BEGIN Information
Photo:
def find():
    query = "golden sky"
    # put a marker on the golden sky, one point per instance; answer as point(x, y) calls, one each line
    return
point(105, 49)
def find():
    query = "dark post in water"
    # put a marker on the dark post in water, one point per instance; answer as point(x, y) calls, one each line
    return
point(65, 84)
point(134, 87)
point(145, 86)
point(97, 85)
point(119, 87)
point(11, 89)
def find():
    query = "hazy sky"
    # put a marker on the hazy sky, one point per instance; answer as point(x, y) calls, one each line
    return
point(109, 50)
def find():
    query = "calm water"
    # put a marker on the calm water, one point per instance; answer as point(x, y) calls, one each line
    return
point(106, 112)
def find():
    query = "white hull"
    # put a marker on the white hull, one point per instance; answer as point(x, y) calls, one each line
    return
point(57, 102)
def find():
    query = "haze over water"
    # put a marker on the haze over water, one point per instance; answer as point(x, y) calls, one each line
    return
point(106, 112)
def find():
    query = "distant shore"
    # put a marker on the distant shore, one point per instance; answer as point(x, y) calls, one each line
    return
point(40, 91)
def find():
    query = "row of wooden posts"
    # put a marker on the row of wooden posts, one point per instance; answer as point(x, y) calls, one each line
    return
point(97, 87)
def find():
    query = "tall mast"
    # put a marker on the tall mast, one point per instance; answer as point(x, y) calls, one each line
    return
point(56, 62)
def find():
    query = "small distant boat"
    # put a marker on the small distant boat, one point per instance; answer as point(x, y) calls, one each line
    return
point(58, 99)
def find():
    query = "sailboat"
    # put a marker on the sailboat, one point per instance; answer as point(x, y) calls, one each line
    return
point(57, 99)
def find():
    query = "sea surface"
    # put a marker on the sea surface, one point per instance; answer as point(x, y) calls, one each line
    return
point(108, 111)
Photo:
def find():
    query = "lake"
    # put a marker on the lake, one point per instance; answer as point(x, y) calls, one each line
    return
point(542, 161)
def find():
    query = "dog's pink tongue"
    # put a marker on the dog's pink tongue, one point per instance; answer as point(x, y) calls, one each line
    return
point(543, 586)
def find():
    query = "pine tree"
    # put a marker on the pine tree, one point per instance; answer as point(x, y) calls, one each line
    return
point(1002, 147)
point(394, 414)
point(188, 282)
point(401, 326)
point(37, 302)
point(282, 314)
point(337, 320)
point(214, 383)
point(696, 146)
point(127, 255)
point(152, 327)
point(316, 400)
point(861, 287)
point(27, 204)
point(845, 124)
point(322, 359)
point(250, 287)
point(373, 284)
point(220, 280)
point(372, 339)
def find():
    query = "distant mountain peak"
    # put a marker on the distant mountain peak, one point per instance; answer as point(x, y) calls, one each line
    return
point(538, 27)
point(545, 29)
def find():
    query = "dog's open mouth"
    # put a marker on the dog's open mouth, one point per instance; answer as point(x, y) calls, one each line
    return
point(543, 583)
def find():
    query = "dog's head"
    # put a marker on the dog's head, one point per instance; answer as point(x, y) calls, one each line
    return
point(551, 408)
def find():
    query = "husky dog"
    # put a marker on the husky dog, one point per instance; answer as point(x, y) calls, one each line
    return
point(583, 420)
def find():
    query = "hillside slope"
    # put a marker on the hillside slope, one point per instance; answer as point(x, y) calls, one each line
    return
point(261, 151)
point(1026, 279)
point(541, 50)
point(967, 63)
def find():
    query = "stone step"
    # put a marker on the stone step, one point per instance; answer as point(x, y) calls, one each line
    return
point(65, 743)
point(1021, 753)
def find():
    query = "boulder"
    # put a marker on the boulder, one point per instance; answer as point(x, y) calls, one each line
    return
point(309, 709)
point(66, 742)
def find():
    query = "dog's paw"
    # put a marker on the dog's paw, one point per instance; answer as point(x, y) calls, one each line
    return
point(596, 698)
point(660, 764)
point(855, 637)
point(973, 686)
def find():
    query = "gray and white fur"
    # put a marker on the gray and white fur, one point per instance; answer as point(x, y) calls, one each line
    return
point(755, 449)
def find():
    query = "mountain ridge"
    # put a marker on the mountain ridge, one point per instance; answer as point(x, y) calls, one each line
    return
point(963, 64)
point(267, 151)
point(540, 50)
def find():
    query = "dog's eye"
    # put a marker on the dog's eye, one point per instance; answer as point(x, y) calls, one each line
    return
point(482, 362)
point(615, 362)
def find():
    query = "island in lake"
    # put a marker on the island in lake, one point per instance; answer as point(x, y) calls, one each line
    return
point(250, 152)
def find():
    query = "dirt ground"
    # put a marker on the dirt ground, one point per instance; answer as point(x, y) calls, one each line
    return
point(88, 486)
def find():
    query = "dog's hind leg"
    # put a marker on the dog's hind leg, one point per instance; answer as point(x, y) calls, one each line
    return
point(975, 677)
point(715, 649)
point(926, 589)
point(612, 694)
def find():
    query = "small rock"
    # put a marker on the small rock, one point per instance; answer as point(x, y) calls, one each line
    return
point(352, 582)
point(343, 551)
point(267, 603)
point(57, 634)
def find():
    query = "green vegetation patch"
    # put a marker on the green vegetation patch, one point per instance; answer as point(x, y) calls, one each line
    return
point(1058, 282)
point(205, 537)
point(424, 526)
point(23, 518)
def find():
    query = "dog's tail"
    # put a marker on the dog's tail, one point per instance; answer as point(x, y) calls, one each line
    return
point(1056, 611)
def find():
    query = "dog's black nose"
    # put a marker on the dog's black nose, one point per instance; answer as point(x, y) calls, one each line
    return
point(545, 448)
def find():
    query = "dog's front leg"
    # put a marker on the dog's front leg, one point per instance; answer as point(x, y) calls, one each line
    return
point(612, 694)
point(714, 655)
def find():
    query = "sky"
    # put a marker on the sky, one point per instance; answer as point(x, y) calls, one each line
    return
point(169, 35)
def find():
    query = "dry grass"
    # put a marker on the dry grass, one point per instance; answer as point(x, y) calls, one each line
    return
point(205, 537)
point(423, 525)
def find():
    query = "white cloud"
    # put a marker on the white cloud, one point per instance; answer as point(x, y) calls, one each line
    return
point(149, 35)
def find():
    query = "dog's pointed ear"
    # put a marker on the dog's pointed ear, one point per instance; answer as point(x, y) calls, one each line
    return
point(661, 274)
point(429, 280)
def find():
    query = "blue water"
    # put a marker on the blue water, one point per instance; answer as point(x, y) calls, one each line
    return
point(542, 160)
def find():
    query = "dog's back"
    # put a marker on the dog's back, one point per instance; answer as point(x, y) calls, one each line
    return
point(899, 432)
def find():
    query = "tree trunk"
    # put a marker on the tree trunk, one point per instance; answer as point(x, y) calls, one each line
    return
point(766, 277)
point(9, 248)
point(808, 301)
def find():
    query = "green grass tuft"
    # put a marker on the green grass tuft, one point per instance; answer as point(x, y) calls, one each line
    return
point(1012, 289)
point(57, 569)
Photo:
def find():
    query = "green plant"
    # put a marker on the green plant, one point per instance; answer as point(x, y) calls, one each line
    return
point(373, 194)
END Information
■ **Your goal**
Show the data once more, exactly as it was written.

■ **Response area**
Photo:
def find():
    query = "golden sky"
    # put a marker on the golden sky, one point per instance; answer as point(x, y) calls, one each line
    return
point(105, 49)
def find():
    query = "dark post in water"
    # put a marker on the dark post in water, one point per instance; answer as point(x, y) calls, one each line
    return
point(65, 84)
point(134, 87)
point(145, 86)
point(97, 85)
point(119, 87)
point(11, 89)
def find():
    query = "hazy sky"
    # put a marker on the hazy sky, one point per instance; answer as point(x, y) calls, one each line
    return
point(109, 50)
def find():
    query = "calm water"
    # put a marker on the calm water, one point per instance; answer as point(x, y) calls, one each line
    return
point(106, 112)
def find():
    query = "white hull"
    # put a marker on the white hull, one point per instance; answer as point(x, y) calls, one each line
    return
point(57, 102)
def find():
    query = "haze over water"
    # put a marker on the haze over water, one point per instance; answer as point(x, y) calls, one each line
    return
point(106, 112)
def find():
    query = "distant shore"
    # put a marker on the distant shore, one point per instance; answer as point(x, y) calls, one each line
    return
point(40, 91)
def find():
    query = "row of wooden posts"
    # put a marker on the row of wooden posts, one point per instance; answer as point(x, y) calls, one each line
    return
point(97, 87)
def find():
    query = "tall mast"
    # put a marker on the tall mast, one point per instance; answer as point(x, y) calls, one each line
    return
point(56, 62)
def find():
    query = "small distant boat"
    # put a marker on the small distant boat, one point per instance; answer as point(x, y) calls, one each line
    return
point(58, 99)
def find():
    query = "sailboat"
    # put a marker on the sailboat, one point per instance; answer as point(x, y) calls, one each line
    return
point(57, 99)
def find():
    query = "sea surface"
    # put a marker on the sea surface, one point per instance; answer as point(x, y) calls, one each line
    return
point(108, 111)
Photo:
def find():
    query = "lake"
    # put a marker on the lake, one point per instance; answer as point(x, y) calls, one each line
    return
point(542, 161)
def find():
    query = "dog's pink tongue"
    # put a marker on the dog's pink tongue, one point per instance; answer as point(x, y) calls, one each line
    return
point(543, 586)
def find():
    query = "pine tree"
    # put a marker on the pine tree, one point per instance; answer as point(x, y) calls, one each line
    return
point(1002, 147)
point(394, 414)
point(188, 282)
point(401, 326)
point(37, 302)
point(282, 314)
point(337, 320)
point(214, 383)
point(696, 146)
point(127, 255)
point(152, 327)
point(316, 400)
point(861, 287)
point(27, 204)
point(845, 124)
point(322, 359)
point(250, 287)
point(373, 284)
point(220, 280)
point(372, 339)
def find():
    query = "distant mountain peak"
    # put a marker on the distant mountain peak, one point per instance; answer as point(x, y) calls, one each line
    return
point(538, 27)
point(545, 29)
def find():
    query = "dog's open mouth"
    # put a marker on the dog's open mouth, one point per instance; answer as point(x, y) calls, one each line
    return
point(543, 583)
def find():
    query = "dog's head"
    # put a marker on the dog's head, one point per instance; answer as point(x, y) calls, one each line
    return
point(551, 408)
def find():
    query = "husky dog"
    # put a marker on the husky dog, one point per instance; answer as point(x, y) calls, one each line
    return
point(583, 420)
def find():
    query = "hillside slope"
    # put a marker on the hillside slope, one point per instance; answer as point(x, y) calls, one each line
    return
point(261, 151)
point(1026, 279)
point(541, 50)
point(967, 63)
def find():
    query = "stone step"
    # put a marker on the stone step, one point per instance; answer as point(x, y) calls, one each line
    return
point(65, 743)
point(1021, 753)
def find():
    query = "boulder"
    # put a marker on the boulder, one point per instance; answer as point(x, y) calls, one each line
    return
point(309, 709)
point(66, 742)
def find():
    query = "dog's paw"
    # put a marker on the dog's paw, one point per instance; answer as point(x, y) calls, one each line
    return
point(596, 698)
point(660, 764)
point(855, 637)
point(973, 686)
def find():
    query = "gray and white fur"
    # put a marker on the gray and white fur, one point per instance; answer as point(x, y) calls, one each line
    return
point(755, 449)
def find():
    query = "mountain ridge"
    # put a marker on the mountain ridge, one point per instance; answer as point(x, y) calls, one each line
    return
point(963, 64)
point(267, 151)
point(540, 50)
def find():
    query = "dog's eye"
    # put a marker on the dog's eye, one point per instance; answer as point(x, y) calls, one each line
    return
point(482, 362)
point(615, 362)
def find():
    query = "island in lake"
    # put a marker on the island in lake, one point per instance; answer as point(x, y) calls, one each line
    return
point(250, 152)
def find():
    query = "dirt ground"
    # put a marker on the dirt ground, one point per instance; answer as point(x, y) calls, one each line
    return
point(88, 486)
def find():
    query = "dog's hind leg"
    # put a marker on the dog's hind leg, one point per instance; answer as point(x, y) calls, one each line
    return
point(975, 677)
point(715, 649)
point(926, 589)
point(612, 694)
def find():
    query = "small rock"
    # put a marker on the small rock, one point per instance; answer as point(x, y) calls, one each line
    return
point(352, 582)
point(343, 551)
point(267, 603)
point(57, 634)
def find():
    query = "green vegetation patch"
    # put a marker on the green vegetation patch, one point per instance; answer as point(x, y) calls, one each line
    return
point(1058, 282)
point(205, 537)
point(424, 526)
point(23, 518)
def find():
    query = "dog's tail"
    # put a marker on the dog's tail, one point per instance; answer as point(x, y) calls, one each line
    return
point(1056, 611)
def find():
    query = "dog's black nose"
    # put a marker on the dog's black nose, one point per instance; answer as point(x, y) calls, one each line
    return
point(545, 448)
def find():
    query = "dog's front leg"
    # put a marker on the dog's front leg, one point per instance; answer as point(x, y) calls, one each line
    return
point(612, 694)
point(714, 655)
def find():
    query = "sky"
    # put a marker on the sky, one point per instance; answer as point(x, y) calls, one each line
    return
point(169, 35)
def find():
    query = "dry grass"
    # put a marker on the dry grass, one point per instance; answer as point(x, y) calls, one each line
    return
point(205, 537)
point(423, 525)
def find():
    query = "white cloud"
    # put a marker on the white cloud, one point per instance; answer as point(x, y) calls, one each line
    return
point(149, 35)
def find():
    query = "dog's pointed ear"
    # put a marker on the dog's pointed ear, one point per instance; answer as point(x, y) calls, one each line
    return
point(661, 274)
point(429, 280)
def find():
    query = "blue water"
    # put a marker on the blue water, one point per instance; answer as point(x, y) calls, one each line
    return
point(542, 160)
def find():
    query = "dog's back"
    # put a marker on the dog's back, one point per instance; answer as point(x, y) calls, one each line
    return
point(899, 432)
def find():
    query = "tree trunk"
    # put a marker on the tree trunk, one point per instance; answer as point(x, y) calls, one each line
    return
point(766, 277)
point(9, 248)
point(808, 301)
def find():
    query = "green grass tuft"
    # put a marker on the green grass tuft, one point per instance; answer as point(x, y) calls, one each line
    return
point(1012, 289)
point(57, 569)
Photo:
def find():
    query = "green plant"
    # put a marker on the green plant, one point per instance; answer as point(x, y) calls, one each line
    return
point(373, 194)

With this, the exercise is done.